■ **Problem statement**: Revise the entries below, replacing "marker" with "pin" and leaving everything else unchanged. Omit the pictures from the reply.
----- Data extract
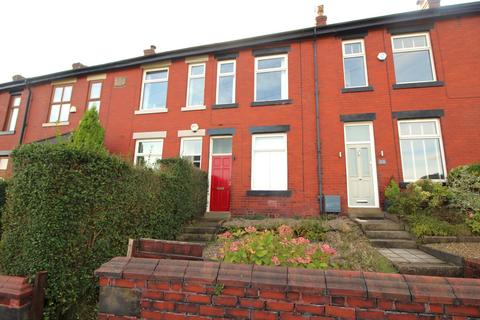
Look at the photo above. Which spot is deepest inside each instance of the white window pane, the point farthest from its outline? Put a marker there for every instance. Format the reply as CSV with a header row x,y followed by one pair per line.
x,y
271,63
54,113
96,90
413,66
222,146
155,95
196,91
351,48
64,112
226,67
13,119
225,89
355,72
197,70
57,96
156,75
357,133
269,86
270,143
192,147
16,101
67,94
----------
■ **Answer for the task**:
Look at the photo above. Which spot is deepest inside each instance of the white window pane, the point farthest from its outline? Put a pin there for every instance. Format the reply as CSV with a header row x,y followed by one pair per line.
x,y
271,63
54,113
96,90
413,66
222,146
155,95
196,91
351,48
64,112
226,67
13,119
225,89
355,72
197,70
57,96
156,75
357,133
269,86
270,143
192,147
16,101
67,94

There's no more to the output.